Document extract ::
------------------------------------------------------------
TWIN FALLS — Randy Stoker, who was a judge in Twin Falls County for 15 years, died Monday.
His stepson, Scott Pemberton, posted on Facebook: “Today the world has lost a great man. Former Honorable Judge Randy Stoker lost his courageous battle with cancer. He has been fighting it for 8 long hard years. Not only was Randy my step-father, but he was my mentor, and friend. I can honestly say if it wasn’t for him I would not have turned out the way I have. He will be miss by all that knew him. God Speed Papa, I will see you again.”
Stoker presided over many of Twin Falls County’s high-profile cases. As a district judge he handled felonies for the county along with now-Idaho Supreme Court Justice Richard Bevan.
“It’s a tough, tough deal,” Bevan said Monday evening, still reeling from the news. “He was such a good friend and colleague. We worked together 14 years and had lunch every Monday.”
------------------------------------------------------------
Dataset entries ::
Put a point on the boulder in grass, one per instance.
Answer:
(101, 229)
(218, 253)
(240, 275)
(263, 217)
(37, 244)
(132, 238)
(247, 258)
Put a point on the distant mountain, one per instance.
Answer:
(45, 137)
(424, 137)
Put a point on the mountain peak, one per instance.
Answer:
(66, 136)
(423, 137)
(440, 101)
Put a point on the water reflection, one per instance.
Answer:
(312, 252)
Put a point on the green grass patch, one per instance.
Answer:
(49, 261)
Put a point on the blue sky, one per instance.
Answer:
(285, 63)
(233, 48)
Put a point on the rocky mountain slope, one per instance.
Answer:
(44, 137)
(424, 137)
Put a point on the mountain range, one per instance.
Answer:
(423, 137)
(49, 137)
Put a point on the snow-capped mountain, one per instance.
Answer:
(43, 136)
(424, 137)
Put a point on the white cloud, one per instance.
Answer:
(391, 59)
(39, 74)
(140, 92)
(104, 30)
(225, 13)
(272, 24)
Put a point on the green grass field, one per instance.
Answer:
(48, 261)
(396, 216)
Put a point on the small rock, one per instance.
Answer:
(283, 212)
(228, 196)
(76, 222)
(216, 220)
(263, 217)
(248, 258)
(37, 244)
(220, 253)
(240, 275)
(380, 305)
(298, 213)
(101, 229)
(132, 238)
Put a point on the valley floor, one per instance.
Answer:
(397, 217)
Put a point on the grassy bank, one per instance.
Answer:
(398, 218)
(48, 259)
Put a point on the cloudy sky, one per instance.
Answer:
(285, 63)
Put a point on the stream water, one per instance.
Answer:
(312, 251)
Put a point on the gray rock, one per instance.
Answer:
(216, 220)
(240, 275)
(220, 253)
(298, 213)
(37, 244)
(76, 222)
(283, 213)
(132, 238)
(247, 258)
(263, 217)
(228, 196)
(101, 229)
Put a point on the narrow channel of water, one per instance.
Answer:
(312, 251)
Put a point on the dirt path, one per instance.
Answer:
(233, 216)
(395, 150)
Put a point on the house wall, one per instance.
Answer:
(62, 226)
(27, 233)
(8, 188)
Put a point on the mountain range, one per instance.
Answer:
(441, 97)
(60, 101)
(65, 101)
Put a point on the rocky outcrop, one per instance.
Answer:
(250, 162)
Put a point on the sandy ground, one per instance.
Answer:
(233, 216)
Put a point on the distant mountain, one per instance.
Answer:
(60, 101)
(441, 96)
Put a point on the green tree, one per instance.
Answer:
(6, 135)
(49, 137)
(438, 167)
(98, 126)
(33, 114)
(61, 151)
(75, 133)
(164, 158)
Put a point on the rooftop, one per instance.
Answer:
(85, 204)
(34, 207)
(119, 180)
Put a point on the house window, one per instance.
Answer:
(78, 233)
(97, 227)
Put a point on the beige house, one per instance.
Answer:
------------------------------------------------------------
What this exercise asks ::
- A) For the article on Randy Stoker's death, mark each statement (i)–(iii) yes or no, and quote the deciding words from the article. (i) Stoker was a judge in Twin Falls County for 15 years. (ii) Stoker had been fighting cancer for 10 years. (iii) Bevan and Stoker had lunch together every Friday.
- B) Extend the article on Randy Stoker's death, starting right after its final sentence.

Answers to each task ::
- A)
(i) Yes: "who was a judge in Twin Falls County for 15 years"
(ii) No: "He has been fighting it for 8 long hard years."
(iii) No: "had lunch every Monday."

- B)
Bevan said Stoker had a wonderful work ethic and prided himself in being well-prepared for each case.
“Twin Falls has lost a wonderful servant,” he said.
Twin Falls County Prosecuting Attorney Grant Loebs and Stoker were professional friends for 25 years.
“He was always approachable,” Loebs said Monday evening. “His door was always open.”
Stoker’s death, combined with Bevan moving to the Idaho Supreme Court, will leave a big hole in the county’s legal house, he said.
Loebs said he had talked about Stoker at lunch earlier Monday and had decided to check in on him when he got back to the office.
But that’s when he heard the news.
“We’re going to miss his experience,” Loebs said.
“It’s a sad day. He was a nice guy,” said Fritz Wonderlich, the Twin Falls city attorney.
Wonderlich was surprised to learn of the news on Monday after having worked with Stoker since the 1980s. Stoker was doing criminal defense when Wonderlich was a prosecutor, he said.
Stoker’s rulings drew national attention in the past few years, including the sentencing of John K. Howard, who was sentenced to probation in the assault of a mentally disabled black teammate in a locker room in October 2015. While the sentencing drew some criticism, The Idaho Judicial Council unanimously decided Stoker did not violate the state’s Code of Judicial Conduct in his handling of the case.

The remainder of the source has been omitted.